(Point-per-instance localization data)
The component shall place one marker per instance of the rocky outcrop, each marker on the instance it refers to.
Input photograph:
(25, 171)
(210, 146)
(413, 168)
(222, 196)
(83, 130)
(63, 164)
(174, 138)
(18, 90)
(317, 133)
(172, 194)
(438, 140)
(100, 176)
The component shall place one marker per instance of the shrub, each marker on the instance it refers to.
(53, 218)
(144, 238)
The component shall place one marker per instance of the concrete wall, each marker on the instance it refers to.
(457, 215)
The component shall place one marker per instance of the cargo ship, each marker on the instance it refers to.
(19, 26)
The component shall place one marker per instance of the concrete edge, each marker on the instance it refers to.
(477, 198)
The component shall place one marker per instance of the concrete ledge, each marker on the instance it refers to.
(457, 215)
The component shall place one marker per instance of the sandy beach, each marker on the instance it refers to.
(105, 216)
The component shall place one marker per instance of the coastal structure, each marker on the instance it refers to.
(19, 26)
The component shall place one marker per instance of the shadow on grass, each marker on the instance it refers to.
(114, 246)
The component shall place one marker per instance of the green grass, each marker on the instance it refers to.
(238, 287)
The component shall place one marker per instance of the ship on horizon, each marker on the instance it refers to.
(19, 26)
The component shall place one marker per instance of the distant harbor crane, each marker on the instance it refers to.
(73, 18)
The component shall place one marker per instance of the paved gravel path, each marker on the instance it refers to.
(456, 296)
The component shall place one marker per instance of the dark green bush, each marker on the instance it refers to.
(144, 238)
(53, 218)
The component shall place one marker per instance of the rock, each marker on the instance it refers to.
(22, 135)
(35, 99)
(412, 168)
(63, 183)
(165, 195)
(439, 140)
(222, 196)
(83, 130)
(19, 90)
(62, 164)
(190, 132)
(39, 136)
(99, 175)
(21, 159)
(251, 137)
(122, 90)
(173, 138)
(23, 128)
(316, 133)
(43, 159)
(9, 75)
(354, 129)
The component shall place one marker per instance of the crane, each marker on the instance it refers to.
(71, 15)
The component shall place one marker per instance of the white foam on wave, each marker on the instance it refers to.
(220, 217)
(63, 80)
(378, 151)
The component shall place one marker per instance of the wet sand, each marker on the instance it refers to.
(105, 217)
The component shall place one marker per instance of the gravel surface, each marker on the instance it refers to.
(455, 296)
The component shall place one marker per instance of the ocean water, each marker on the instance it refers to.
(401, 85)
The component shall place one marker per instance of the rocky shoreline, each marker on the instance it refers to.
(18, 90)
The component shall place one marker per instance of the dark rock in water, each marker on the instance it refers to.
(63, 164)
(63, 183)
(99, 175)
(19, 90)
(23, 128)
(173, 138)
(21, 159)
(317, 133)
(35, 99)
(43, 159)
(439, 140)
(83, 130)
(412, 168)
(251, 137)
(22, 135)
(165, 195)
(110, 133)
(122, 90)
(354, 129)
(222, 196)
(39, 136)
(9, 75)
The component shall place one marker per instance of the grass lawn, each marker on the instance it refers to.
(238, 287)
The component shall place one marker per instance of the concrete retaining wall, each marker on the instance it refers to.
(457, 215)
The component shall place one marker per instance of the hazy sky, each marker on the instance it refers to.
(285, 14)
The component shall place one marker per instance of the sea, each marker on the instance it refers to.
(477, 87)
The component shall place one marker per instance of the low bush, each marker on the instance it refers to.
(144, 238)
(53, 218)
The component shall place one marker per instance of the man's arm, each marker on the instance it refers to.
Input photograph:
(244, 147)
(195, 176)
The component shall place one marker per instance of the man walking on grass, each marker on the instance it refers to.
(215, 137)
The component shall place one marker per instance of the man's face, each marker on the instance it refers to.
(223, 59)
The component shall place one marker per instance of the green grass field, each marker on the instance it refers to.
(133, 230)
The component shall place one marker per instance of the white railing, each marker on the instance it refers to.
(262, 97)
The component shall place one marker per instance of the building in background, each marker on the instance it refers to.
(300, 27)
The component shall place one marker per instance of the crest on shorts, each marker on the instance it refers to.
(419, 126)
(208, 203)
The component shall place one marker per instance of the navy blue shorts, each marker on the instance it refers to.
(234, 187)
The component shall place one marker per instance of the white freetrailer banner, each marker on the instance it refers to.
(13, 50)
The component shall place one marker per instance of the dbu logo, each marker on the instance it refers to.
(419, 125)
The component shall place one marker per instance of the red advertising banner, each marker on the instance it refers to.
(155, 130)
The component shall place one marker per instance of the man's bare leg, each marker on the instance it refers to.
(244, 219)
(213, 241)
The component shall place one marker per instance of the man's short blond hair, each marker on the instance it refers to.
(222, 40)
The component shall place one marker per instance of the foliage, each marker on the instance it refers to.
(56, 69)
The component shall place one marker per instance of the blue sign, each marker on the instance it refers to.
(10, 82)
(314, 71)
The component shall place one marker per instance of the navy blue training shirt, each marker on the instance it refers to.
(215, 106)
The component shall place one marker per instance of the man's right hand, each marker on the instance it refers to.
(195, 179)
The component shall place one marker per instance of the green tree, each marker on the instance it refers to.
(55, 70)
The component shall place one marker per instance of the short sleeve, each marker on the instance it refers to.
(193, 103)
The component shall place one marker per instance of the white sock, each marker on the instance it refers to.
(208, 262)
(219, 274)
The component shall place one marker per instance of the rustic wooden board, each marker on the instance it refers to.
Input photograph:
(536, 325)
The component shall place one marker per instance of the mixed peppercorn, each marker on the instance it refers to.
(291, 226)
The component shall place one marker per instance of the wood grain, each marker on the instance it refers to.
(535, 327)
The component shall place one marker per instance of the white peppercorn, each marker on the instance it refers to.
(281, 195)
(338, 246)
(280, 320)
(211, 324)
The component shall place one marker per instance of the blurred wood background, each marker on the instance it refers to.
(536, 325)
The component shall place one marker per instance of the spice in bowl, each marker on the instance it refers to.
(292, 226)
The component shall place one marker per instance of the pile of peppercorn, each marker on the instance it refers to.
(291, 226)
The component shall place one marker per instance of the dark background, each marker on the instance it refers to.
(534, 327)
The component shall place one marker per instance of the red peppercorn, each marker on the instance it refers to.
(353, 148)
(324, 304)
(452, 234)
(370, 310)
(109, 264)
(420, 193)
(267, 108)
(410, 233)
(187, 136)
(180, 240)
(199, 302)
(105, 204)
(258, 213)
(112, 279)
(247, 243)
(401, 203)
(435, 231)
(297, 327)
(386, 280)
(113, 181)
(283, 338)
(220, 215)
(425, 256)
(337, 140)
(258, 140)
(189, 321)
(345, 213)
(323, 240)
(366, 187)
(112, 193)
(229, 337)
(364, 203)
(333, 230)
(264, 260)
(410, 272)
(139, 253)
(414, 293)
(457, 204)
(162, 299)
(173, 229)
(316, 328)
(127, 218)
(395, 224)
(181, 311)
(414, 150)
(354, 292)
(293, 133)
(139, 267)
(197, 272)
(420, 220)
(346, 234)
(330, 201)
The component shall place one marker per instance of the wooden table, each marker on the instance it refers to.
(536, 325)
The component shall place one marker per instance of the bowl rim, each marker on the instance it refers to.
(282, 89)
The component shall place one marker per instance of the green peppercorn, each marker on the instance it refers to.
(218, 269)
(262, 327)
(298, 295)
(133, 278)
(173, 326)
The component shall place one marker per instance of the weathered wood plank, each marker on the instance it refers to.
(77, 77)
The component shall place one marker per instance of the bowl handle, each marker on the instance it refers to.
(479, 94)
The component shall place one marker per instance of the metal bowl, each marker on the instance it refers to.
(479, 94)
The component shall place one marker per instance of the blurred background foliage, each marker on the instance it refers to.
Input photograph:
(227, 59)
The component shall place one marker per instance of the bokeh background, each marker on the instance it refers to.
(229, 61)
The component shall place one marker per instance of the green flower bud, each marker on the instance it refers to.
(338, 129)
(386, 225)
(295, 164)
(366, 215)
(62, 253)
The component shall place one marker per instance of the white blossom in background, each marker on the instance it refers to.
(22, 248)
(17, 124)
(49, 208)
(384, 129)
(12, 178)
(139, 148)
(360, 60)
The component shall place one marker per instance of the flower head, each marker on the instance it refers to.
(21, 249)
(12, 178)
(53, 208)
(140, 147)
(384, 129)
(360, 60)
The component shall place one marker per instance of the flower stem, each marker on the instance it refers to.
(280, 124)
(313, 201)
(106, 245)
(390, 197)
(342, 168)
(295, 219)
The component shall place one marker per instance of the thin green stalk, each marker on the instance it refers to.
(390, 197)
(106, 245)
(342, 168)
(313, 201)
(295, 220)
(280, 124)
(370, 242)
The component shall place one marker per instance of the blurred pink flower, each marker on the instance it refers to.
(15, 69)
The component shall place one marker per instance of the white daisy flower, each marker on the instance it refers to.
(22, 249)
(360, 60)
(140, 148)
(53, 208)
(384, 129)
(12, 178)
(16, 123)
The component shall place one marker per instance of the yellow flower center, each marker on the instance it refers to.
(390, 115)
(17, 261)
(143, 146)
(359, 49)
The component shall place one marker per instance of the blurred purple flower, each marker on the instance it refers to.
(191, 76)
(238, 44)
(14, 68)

Your goal - Reproduce exactly, with nothing added, the lines from the one that contains "the blurred purple" to the end of the data.

Reply to the task -
The component shall place one marker per instance of the blurred purple flower, each marker on the instance it refers to.
(191, 76)
(238, 44)
(14, 68)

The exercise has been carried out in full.